- _Objective_: Transcribe the records that follow. Keep every word exactly, and drop the pictures.

- _Provided records_:
--- Start ---

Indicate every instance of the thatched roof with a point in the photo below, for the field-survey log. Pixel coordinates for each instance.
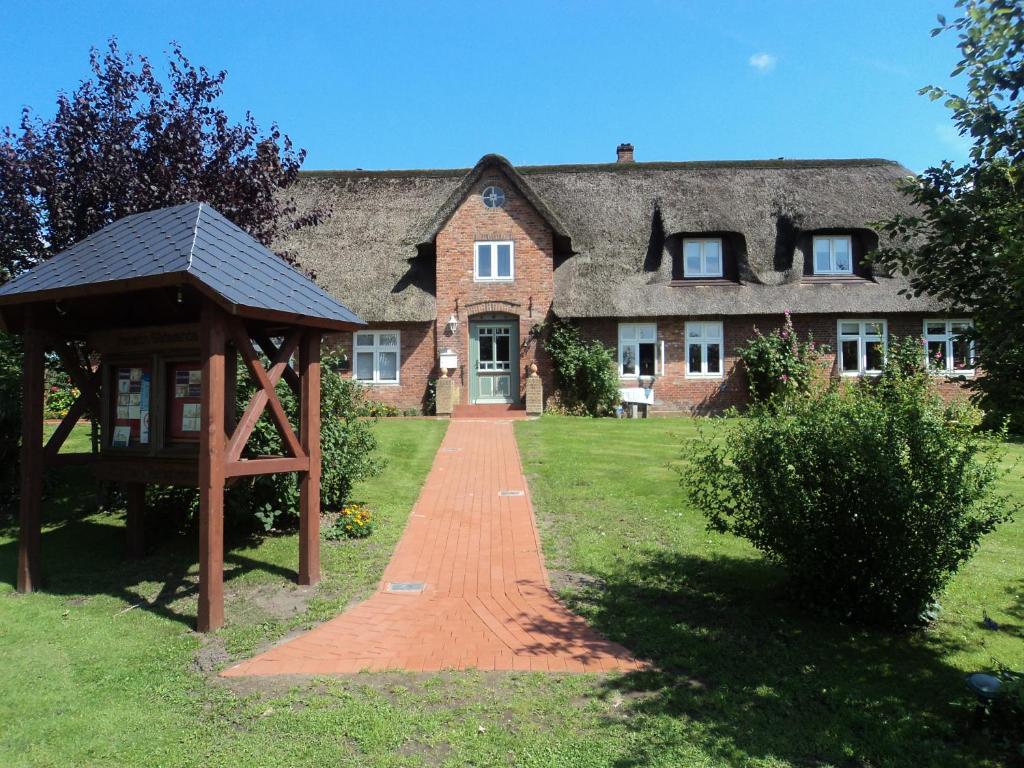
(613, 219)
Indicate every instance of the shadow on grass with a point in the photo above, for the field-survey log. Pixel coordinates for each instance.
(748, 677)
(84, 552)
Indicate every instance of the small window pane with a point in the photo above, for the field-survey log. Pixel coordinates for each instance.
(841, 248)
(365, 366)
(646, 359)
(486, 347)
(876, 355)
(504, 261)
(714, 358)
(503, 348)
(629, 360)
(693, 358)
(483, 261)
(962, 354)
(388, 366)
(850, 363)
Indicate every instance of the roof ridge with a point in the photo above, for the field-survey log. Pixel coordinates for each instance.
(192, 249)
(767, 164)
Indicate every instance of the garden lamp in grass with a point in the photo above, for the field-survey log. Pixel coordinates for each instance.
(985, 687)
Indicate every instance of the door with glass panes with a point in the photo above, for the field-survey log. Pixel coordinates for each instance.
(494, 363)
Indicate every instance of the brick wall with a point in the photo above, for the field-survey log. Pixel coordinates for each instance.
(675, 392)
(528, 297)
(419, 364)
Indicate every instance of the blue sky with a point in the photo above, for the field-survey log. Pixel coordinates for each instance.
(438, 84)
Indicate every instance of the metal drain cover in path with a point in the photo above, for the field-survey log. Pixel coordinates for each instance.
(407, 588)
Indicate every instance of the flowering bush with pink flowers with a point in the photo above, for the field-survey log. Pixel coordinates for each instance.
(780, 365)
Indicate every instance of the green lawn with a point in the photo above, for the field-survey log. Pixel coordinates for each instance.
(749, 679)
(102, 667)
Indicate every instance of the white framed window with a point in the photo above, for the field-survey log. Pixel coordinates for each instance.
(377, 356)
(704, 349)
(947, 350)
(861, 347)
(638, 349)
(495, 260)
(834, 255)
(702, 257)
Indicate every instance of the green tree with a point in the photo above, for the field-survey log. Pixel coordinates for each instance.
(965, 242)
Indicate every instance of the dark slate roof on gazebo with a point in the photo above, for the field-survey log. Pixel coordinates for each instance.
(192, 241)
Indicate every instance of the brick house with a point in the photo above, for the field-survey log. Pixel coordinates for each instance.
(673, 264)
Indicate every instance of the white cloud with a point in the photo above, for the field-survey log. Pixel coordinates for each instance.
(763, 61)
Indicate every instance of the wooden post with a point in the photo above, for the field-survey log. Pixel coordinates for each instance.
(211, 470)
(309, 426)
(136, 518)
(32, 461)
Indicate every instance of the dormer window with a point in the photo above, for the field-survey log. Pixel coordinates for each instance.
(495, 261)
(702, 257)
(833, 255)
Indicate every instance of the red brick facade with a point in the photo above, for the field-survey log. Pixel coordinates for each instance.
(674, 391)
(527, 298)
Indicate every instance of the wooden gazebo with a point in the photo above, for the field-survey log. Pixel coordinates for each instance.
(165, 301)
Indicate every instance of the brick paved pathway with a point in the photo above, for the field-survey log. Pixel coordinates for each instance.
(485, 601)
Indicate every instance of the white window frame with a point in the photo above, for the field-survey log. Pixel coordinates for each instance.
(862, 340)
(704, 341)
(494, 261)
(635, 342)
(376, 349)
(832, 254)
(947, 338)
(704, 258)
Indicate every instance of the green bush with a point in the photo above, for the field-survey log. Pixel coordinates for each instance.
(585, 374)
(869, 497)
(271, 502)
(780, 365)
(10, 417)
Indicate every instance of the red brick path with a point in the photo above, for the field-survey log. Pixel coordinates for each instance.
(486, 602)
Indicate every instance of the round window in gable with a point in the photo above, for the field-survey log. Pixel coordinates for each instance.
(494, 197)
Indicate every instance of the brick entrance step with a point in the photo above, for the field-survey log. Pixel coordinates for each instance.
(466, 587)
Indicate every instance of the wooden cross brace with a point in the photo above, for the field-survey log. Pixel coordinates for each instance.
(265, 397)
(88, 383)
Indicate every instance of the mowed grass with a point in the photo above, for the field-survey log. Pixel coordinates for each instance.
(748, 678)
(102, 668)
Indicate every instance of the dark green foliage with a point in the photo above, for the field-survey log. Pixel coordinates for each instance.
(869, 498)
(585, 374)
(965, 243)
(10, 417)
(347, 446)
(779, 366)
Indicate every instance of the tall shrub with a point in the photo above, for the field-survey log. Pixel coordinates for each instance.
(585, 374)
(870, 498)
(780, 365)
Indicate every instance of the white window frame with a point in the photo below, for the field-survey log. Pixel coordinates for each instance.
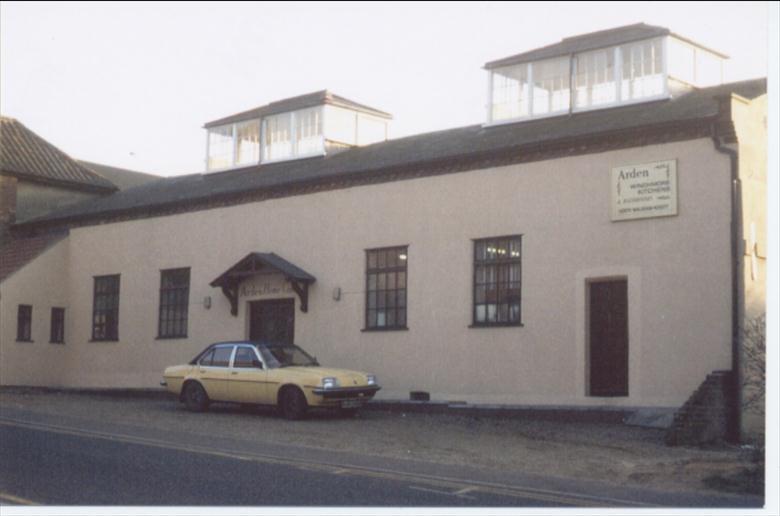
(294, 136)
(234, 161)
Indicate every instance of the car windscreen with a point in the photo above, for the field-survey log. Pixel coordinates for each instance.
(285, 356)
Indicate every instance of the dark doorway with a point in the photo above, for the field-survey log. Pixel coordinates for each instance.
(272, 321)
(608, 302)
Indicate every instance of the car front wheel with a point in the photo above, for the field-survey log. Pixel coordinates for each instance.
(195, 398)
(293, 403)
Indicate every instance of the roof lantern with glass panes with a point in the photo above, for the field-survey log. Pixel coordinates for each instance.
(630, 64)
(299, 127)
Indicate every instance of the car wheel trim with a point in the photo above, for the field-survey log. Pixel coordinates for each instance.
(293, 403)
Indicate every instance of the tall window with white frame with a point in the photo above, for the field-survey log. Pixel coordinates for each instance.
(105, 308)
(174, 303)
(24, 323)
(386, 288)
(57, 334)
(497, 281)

--- End ---

- _Solution to the exercise_:
Indicate every instance of the thatched roof with a point in the photo below, for the field-survey log. Pixel coordinates for each instance.
(613, 219)
Indicate every instance of the shadow on grass with a point in the photo above, for the field-survey log. Pixel coordinates for each instance.
(748, 677)
(84, 552)
Indicate every instance of the small window pane with a point in the photo above, for the field-survey log. Pixel coordinates for each instance.
(841, 248)
(365, 366)
(646, 359)
(486, 347)
(876, 355)
(504, 261)
(714, 358)
(503, 348)
(629, 360)
(693, 358)
(483, 261)
(962, 354)
(388, 366)
(850, 363)
Indicate every instance of the roof ridge with a point in the photo above, for the field-survey log. Pixel coordinates for each instance.
(192, 249)
(767, 164)
Indicate every instance of the garden lamp in grass with a point in the photo above, for the field-survey log. Pixel coordinates for each instance.
(985, 687)
Indicate every instance of the door with glass panes with a point in the photo above, for the field-survey log. Pixel coordinates for each instance.
(494, 363)
Indicate every instance of the brick wall with a point in the photo above, for the field-survey log. Pixel coordinates for each instance.
(675, 392)
(528, 297)
(419, 364)
Indicate every instance of the blue sky with a point in the photo above, for the field-survey log. Pixel coordinates for each instance.
(438, 84)
Indicate every instance of the metal drain cover in path with a point in the photo above, for the field-survey log. Pixel coordinates for each instance.
(407, 588)
Indicate every instance of the flowering bush with pink flowers with a point in the photo above, for the field-survey log. Pixel coordinates for each instance.
(780, 365)
Indicate every instance of the green lawn with a point in the photo above, for the field-survey log. Pixel coordinates for each instance.
(749, 679)
(102, 667)
Indicate every instance of the white framed window with a point in the photo above, for the field-survey log. Pixel coordinates for each instance.
(377, 356)
(704, 349)
(947, 350)
(861, 347)
(638, 349)
(495, 260)
(834, 255)
(702, 257)
Indicate every instance of the green tree with a point in the photo above, for the field-survey log. Pixel coordinates for each instance.
(965, 242)
Indicate every instance of the dark slate roof on gazebo with a point in the photo above, for the field-survey log. Pixel coordinates for each instance.
(192, 241)
Indicate every instance of the brick house with a point in the photo above, for the field-survey log. Pixel coordinates for each instance.
(673, 264)
Indicate every instance of the white cloud with a point in the photo above, for the field-survey log. Pixel coordinates for each instance.
(763, 61)
Indicate every instance of the wooden post with a point in the photo above, for the field-survey log. Pixel coordinates for each instance.
(211, 470)
(309, 426)
(136, 518)
(32, 461)
Indicate every instance of the dormer window with a point in the photo above, for the field-survey log. Pixel coordinates for each instance.
(495, 261)
(702, 257)
(833, 255)
Indicate every instance of the red brick facade with a point in the photo above, for the field-survey log. Pixel coordinates for each instance.
(674, 391)
(527, 298)
Indicate every instance of the wooden gazebo with a point in the photo above, for the field-survey log. Pixel coordinates for each instance.
(165, 301)
Indicate every instance of the brick paved pathway with a point in the photo above, for the field-survey log. Pixel coordinates for each instance.
(485, 601)
Indicate every instance of the white window frame with a point in the photo above, for the field-survey log. Pixel coordinates for each instance.
(862, 340)
(704, 341)
(494, 261)
(635, 342)
(376, 349)
(832, 254)
(947, 338)
(704, 258)
Indicate every instance of the green bush with a point in the photo above, for the field-survey log. Pixel coordinates for each instance.
(585, 374)
(869, 497)
(271, 502)
(780, 365)
(10, 417)
Indicate every instance of the red brick path with a point in the photo above, for the field-survey log. Pixel coordinates for each instance.
(486, 602)
Indicate every instance of the round window in gable with a point in the photo above, for the field-survey log. Pixel coordinates for each instance.
(494, 197)
Indicate every instance of the brick entrance step with a point in the photo above, for the field-survey log. Pixel coordinates for each instance.
(466, 587)
Indicate every instance of the wooden cross brace with a point in the photo above, for the field-survey log. Pixel coordinates for each instance.
(265, 397)
(88, 383)
Indicate every instance of the mowed grass with a point in the photo above, for the field-survey log. Pixel coordinates for each instance.
(748, 678)
(102, 668)
Indicate every instance of the dark green foliage with a point in the photo above, for the field-survey log. Pixel coordinates for each instance.
(869, 498)
(585, 374)
(965, 243)
(10, 417)
(347, 446)
(779, 366)
Indicate every instance of the tall shrub with a point in the photo above, for the field-survey log. Pixel coordinates for each instance.
(585, 374)
(870, 498)
(780, 365)
Indicate every instance of the white window frame with a point in the photo below, for the field-survey log. Pixel coordinates for each instance.
(294, 136)
(234, 161)
Indicate every instance of the car windscreen with a point in the photo above, for the field-survey log. Pixel coordinates for each instance.
(285, 356)
Indicate every instance of the dark doorway with a point in the photo above, for the field-survey log. Pixel coordinates for each instance.
(272, 321)
(608, 302)
Indicate every instance of the car front wheel with a point in the photo above, for the field-survey log. Pixel coordinates for each instance.
(195, 398)
(293, 403)
Indicate every instance of the roof lantern with glass panes with a point in the photo above, for the field-survey log. Pixel coordinates for each instance.
(630, 64)
(299, 127)
Indicate every instance of the car wheel trim with a point in the photo above, for the field-survey log. Pixel coordinates for each instance.
(293, 403)
Indicate every instance of the tall window with white frame with a point in the photo above, for the field-survey log. Pixel coordinates for each instance.
(105, 308)
(174, 303)
(24, 323)
(386, 288)
(57, 334)
(497, 281)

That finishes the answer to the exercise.